:: Data for analysis

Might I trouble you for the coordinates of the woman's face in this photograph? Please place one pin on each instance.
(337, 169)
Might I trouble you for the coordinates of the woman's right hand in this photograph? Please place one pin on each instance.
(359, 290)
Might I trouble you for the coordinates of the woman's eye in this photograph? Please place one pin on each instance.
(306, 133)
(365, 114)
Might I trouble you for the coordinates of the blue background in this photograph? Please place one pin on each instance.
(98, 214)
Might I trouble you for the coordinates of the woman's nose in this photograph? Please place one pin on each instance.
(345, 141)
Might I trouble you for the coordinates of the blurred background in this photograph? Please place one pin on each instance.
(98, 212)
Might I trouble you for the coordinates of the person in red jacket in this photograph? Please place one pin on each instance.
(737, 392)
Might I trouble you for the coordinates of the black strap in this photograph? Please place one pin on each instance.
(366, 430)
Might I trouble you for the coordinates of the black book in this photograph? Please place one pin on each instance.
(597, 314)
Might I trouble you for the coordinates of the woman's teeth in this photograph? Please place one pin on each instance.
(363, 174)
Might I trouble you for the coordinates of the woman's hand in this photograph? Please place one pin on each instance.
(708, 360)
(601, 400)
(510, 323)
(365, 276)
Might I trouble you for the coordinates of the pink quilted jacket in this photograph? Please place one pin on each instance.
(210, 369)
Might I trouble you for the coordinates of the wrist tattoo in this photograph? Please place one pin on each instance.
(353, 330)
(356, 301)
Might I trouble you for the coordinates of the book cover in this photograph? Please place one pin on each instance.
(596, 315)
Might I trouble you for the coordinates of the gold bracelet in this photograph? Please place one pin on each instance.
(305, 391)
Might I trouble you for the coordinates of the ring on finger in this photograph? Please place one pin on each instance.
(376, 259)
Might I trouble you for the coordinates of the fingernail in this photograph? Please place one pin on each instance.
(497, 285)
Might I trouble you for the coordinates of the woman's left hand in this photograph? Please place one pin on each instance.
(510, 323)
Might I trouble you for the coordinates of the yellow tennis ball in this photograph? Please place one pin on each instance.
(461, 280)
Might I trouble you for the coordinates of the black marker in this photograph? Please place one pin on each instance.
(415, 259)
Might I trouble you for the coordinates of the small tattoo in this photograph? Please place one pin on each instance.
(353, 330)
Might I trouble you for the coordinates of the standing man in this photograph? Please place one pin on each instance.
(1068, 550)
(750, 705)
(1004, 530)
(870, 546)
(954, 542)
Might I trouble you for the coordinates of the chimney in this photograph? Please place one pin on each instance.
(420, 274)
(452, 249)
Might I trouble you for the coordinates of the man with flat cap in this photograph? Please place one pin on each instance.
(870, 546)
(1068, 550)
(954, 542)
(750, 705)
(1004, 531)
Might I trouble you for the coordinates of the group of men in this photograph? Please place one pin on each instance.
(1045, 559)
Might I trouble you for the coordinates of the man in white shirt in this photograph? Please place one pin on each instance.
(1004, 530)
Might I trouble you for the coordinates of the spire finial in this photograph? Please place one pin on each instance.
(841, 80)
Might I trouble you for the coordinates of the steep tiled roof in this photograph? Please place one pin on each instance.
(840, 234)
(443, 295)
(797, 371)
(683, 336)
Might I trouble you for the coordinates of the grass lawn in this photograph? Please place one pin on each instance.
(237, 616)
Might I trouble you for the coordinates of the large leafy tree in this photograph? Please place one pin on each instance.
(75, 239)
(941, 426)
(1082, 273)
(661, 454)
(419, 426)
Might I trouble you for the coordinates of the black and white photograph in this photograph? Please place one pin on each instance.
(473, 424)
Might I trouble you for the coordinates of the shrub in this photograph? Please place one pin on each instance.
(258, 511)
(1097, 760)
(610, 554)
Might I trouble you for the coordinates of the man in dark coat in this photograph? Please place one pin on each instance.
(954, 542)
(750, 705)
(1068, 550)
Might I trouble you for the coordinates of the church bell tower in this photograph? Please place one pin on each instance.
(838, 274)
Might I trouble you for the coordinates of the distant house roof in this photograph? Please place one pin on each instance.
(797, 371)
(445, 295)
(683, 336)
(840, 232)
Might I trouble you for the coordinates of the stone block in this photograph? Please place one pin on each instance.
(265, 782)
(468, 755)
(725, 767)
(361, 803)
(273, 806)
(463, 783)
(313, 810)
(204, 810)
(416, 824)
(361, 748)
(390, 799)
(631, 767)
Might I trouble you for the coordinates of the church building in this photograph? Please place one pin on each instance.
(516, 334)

::::

The records above must be transcribed line for line, exactly.

→ **The answer**:
Might I trouble you for the coordinates of the woman's face in this photograph? Please place one pin on each instance.
(337, 169)
Might I trouble you for the coordinates of the woman's right hand in this photograph? Please place one pin on each instance.
(359, 290)
Might I trouble you for the coordinates of the woman's eye in this photograph? Please place one pin on each instance.
(306, 133)
(365, 114)
Might I trouble you for the coordinates of the blue background in this photograph? Please place one pin on each instance.
(98, 214)
Might I trouble you for the coordinates of the woman's nose in this photograph? Please place one pin on each instance.
(345, 141)
Might I trouble you for the coordinates of the blurred background in this photograph? Please place one pin on each instance.
(98, 212)
Might I trouble you for the coordinates of the person in red jacket in this photograph? Please place one pin on each instance.
(737, 392)
Might I trouble you for the coordinates of the black strap in this photograph? Please place one pin on each instance.
(366, 430)
Might I trouble you for the coordinates of the black book in this photograph? Please place one pin on each instance.
(597, 314)
Might I trouble you for the coordinates of the woman's teeth in this photograph? Please place one pin on each instance.
(363, 174)
Might I trouble you for the coordinates of the woman's hand in this photograph? Please place one pin on each instance.
(708, 360)
(601, 400)
(510, 323)
(365, 276)
Might I trouble you for the coordinates of the pink quilted jacket in this photograph? Please place one pin on each instance.
(210, 369)
Might I trouble you for the coordinates of the wrist tattoo in this photograph? Please place one pin on each instance.
(353, 330)
(356, 301)
Might I trouble you for the coordinates of the book cover in this photograph? Please place one pin on each instance.
(596, 315)
Might I trouble you for the coordinates of the gold bracelet in this photograph? Please place one pin on each instance.
(305, 391)
Might I trouble you for the coordinates of the ring on finger in this photograph? Please place one pin on each instance.
(376, 259)
Might I trouble you for the coordinates of the fingernail in this photograph? Please place one pin on each instance.
(497, 285)
Might I trouble you for the coordinates of the woman's left hand in this photograph? Please place one pin on each instance.
(510, 323)
Might I trouble you for the coordinates of the yellow tennis ball in this photograph? Please place one pin on each instance.
(461, 280)
Might I trouble you for the coordinates of the black marker in this photograph? Please place one pin on each instance.
(415, 259)
Might I trouble you for the coordinates of the small tattoo in this photograph? Please place one pin on each instance.
(353, 330)
Might I trouble you for the coordinates of the standing man in this photograph? Please place one pin on each instance.
(1068, 550)
(750, 705)
(1004, 530)
(870, 546)
(954, 542)
Might I trouble you for the coordinates of the chimney in this photograph? Please place one pin on each instance.
(420, 274)
(452, 249)
Might I trouble you for the coordinates of the man with flat cap in this photograph? Please place one pin on each instance.
(870, 546)
(1068, 550)
(954, 542)
(750, 705)
(1004, 531)
Might I trouble you for the coordinates of the group of men in this photograph? Please place one pin on each instance.
(1045, 559)
Might I trouble you for the coordinates of the man in white shirt in this photograph? Please place one pin on each instance.
(1004, 530)
Might I trouble you for the coordinates of the spire finial in this photograph? Please place one pin on each instance.
(841, 80)
Might I trouble you for the coordinates of the steep tiled roof in this photograph? Please place one pin on each instance.
(840, 234)
(443, 295)
(797, 371)
(683, 336)
Might I trouble you for the coordinates of the grass lawn in this photograph? Please place one pin on each instance.
(237, 616)
Might I trouble you for the coordinates of the large leafy tree in this photograph? Please place one pin on each instance.
(75, 239)
(941, 426)
(1082, 273)
(661, 454)
(419, 426)
Might I trouble you for the coordinates of the black and white photograph in this photograph? Please place one pin on each instance.
(473, 424)
Might I trouble you for the coordinates of the shrub in this photograph? Please place one pin on each instance.
(258, 511)
(1097, 760)
(610, 554)
Might I trouble you for the coordinates of the man in dark coat in this photograph? Please place one pin on each instance.
(954, 542)
(750, 705)
(1068, 550)
Might I trouble you for the coordinates of the church bell tower in this photograph? Please place one pin on each instance.
(838, 274)
Might I trouble you for the coordinates of the distant house roof in this photograph? Please place one pin on each instance.
(797, 371)
(445, 295)
(683, 336)
(840, 232)
Might I trouble you for the coordinates of the stone block in this photograph? Please place one pin on each instance.
(265, 782)
(468, 755)
(725, 767)
(361, 803)
(273, 806)
(463, 783)
(313, 810)
(204, 810)
(416, 824)
(361, 748)
(390, 799)
(631, 767)
Might I trouble you for the coordinates of the church building in this photograph? Please place one pin on each instance.
(516, 334)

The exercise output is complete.